## Records to use
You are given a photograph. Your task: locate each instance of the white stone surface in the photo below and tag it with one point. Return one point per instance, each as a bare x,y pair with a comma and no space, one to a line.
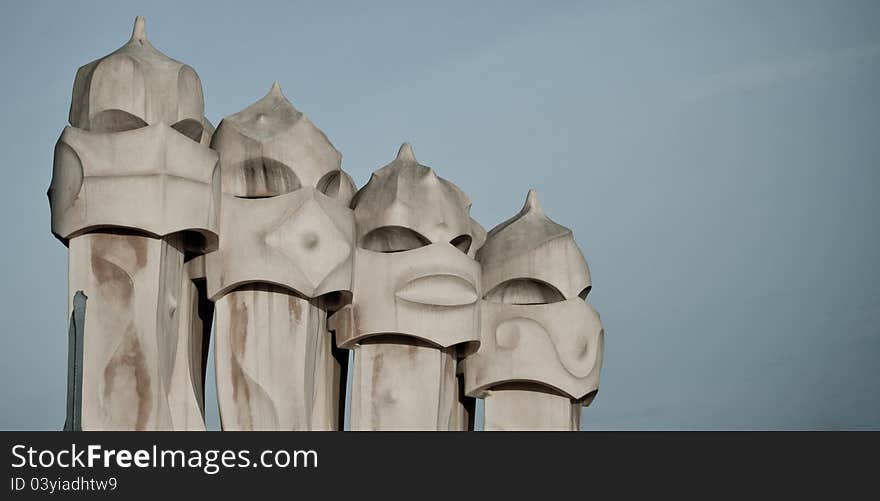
135,189
414,300
284,258
541,345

## Exercise aim
Please print the listing above again word for word, without its pictures.

## Task output
You are given a photograph. Your task: locate each instance of the white stone surface in the photo below and tag it with one point. Return one point per instance, each as a bare x,y pair with a comma and no space, one to a line.
135,189
414,300
284,258
541,345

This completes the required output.